Rewrite the lines from the one containing "Target: drawer front" through the final line, replacing "Pins" with "Points" and leaving all other text unchanged. Give only those lines.

>> BEGIN MATERIAL SHOWN

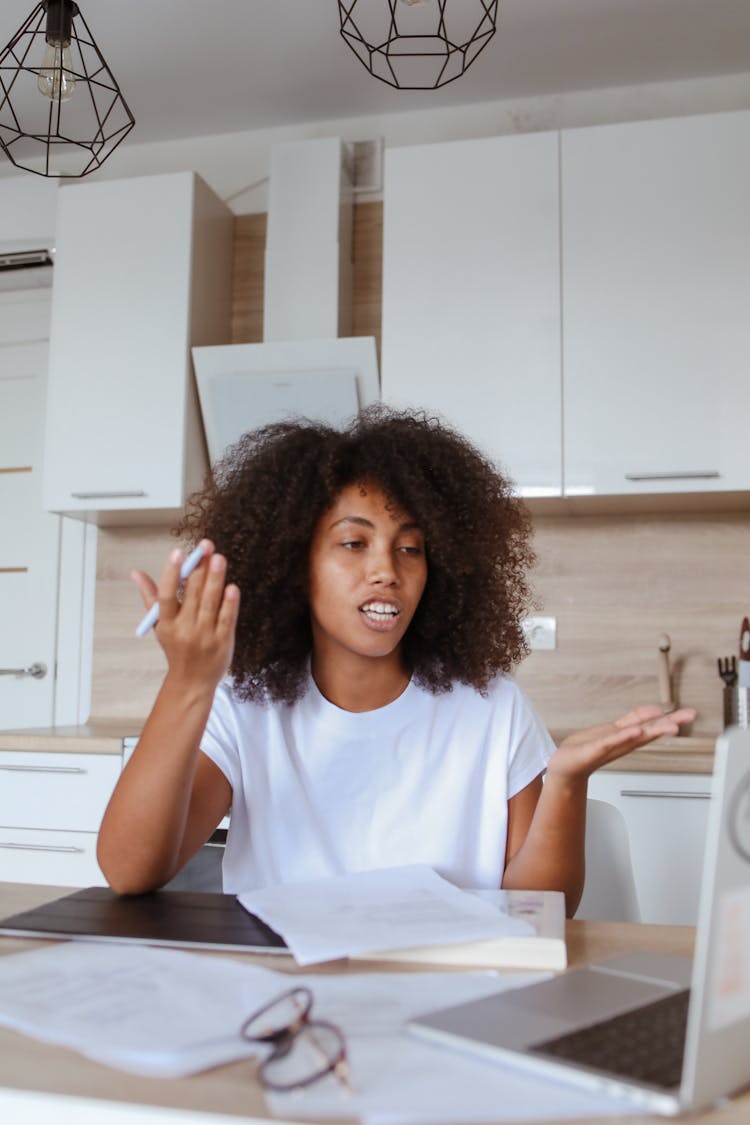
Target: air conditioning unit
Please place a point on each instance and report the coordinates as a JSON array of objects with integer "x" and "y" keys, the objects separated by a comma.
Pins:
[{"x": 25, "y": 267}]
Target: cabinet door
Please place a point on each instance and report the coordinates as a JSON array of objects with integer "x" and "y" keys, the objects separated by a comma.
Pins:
[
  {"x": 471, "y": 300},
  {"x": 656, "y": 279},
  {"x": 62, "y": 858},
  {"x": 667, "y": 817},
  {"x": 55, "y": 791},
  {"x": 142, "y": 264}
]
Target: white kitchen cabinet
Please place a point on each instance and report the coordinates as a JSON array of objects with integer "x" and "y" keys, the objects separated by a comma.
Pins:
[
  {"x": 471, "y": 299},
  {"x": 667, "y": 819},
  {"x": 142, "y": 272},
  {"x": 51, "y": 808},
  {"x": 656, "y": 282}
]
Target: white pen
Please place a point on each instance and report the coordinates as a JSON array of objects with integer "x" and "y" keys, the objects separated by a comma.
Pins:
[{"x": 187, "y": 568}]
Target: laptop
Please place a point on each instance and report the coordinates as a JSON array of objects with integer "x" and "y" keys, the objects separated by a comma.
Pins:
[{"x": 670, "y": 1034}]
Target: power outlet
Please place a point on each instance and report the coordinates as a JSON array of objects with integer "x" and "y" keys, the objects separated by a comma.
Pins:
[{"x": 541, "y": 633}]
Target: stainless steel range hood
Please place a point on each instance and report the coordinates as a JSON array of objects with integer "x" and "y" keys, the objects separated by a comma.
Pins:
[
  {"x": 25, "y": 268},
  {"x": 308, "y": 366}
]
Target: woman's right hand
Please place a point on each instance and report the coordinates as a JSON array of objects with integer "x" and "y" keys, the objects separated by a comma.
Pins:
[{"x": 197, "y": 631}]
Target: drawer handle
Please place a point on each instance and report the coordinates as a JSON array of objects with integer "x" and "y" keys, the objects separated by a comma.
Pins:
[
  {"x": 688, "y": 475},
  {"x": 10, "y": 768},
  {"x": 132, "y": 494},
  {"x": 662, "y": 792},
  {"x": 37, "y": 669}
]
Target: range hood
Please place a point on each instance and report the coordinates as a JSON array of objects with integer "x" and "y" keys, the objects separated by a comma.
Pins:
[
  {"x": 25, "y": 268},
  {"x": 307, "y": 366}
]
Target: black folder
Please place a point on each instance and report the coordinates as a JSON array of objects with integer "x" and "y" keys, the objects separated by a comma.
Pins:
[{"x": 190, "y": 919}]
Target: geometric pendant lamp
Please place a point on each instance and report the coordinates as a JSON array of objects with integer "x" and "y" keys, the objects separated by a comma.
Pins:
[
  {"x": 61, "y": 110},
  {"x": 417, "y": 44}
]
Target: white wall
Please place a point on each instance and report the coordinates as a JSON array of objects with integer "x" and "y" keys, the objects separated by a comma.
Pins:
[
  {"x": 236, "y": 164},
  {"x": 236, "y": 167}
]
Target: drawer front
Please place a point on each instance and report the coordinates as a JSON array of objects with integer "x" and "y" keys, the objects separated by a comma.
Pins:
[
  {"x": 55, "y": 791},
  {"x": 66, "y": 858}
]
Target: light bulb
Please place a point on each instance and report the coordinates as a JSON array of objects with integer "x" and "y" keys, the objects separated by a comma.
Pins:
[{"x": 56, "y": 80}]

>> END MATERIAL SHOWN

EXERCISE RESPONSE -
Target: drawer front
Please place a point on each instance and report the coordinates as a JSON array of objects with integer "x" and "y" keys, the objects separated by a comma.
Points:
[
  {"x": 55, "y": 791},
  {"x": 66, "y": 858}
]
Target: light bulb
Please place a point on each instance and report the coordinates as a JSON array of objects with integer "x" and "y" keys, the objects separated by a comma.
Points:
[{"x": 56, "y": 80}]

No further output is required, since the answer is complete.